===== Source =====

For this episode, I pulled clips from across those eight conversations, going back almost twenty years. What stood out on the relisten was how much hasn't changed. The lean tools are better known now. There are more books, more case studies, more conferences. The deeper thing Jeff was naming in 2006 - that companies want the words without the work - is the same thing he is still saying in 2026.

These aren't his greatest hits. They are the ideas that keep showing up.

In this episode, Jeff talks about:

  • The two percent problem: why so few companies have deeply implemented TPS as a system, even after decades of trying
  • How long real transformation takes when Toyota opens a brand new plant under ideal conditions (hint: it isn't fourteen weeks)

===== Available data =====

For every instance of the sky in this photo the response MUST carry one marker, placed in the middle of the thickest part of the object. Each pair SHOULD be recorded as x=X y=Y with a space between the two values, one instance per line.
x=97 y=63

=====

Work to be completed
In the episode description, what deeper point does Jeff make in 2006 and still make in 2026 about what companies want?

Written solution
Companies want the words without the work.